Provided material →
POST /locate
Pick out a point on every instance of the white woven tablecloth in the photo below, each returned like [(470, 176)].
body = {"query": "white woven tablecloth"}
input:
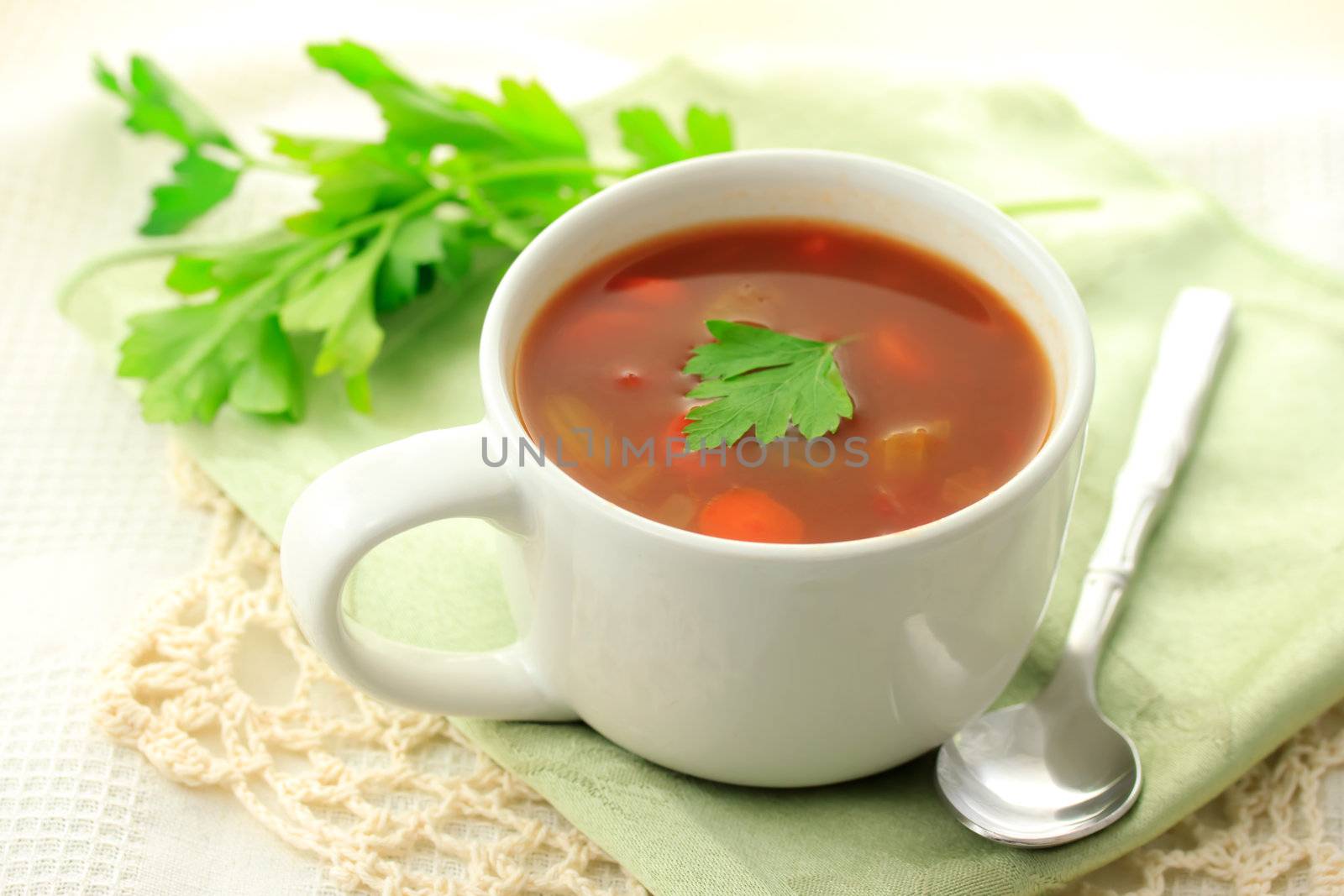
[(87, 519)]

What the task requires → Repeat each entry above word for word, leaving every picture out.

Result for this exercise →
POST /locate
Pick out a point on every instance of the white woven tablecloth in the photo below, each returned like [(470, 176)].
body = {"query": "white woven tablecloth"}
input:
[(87, 519)]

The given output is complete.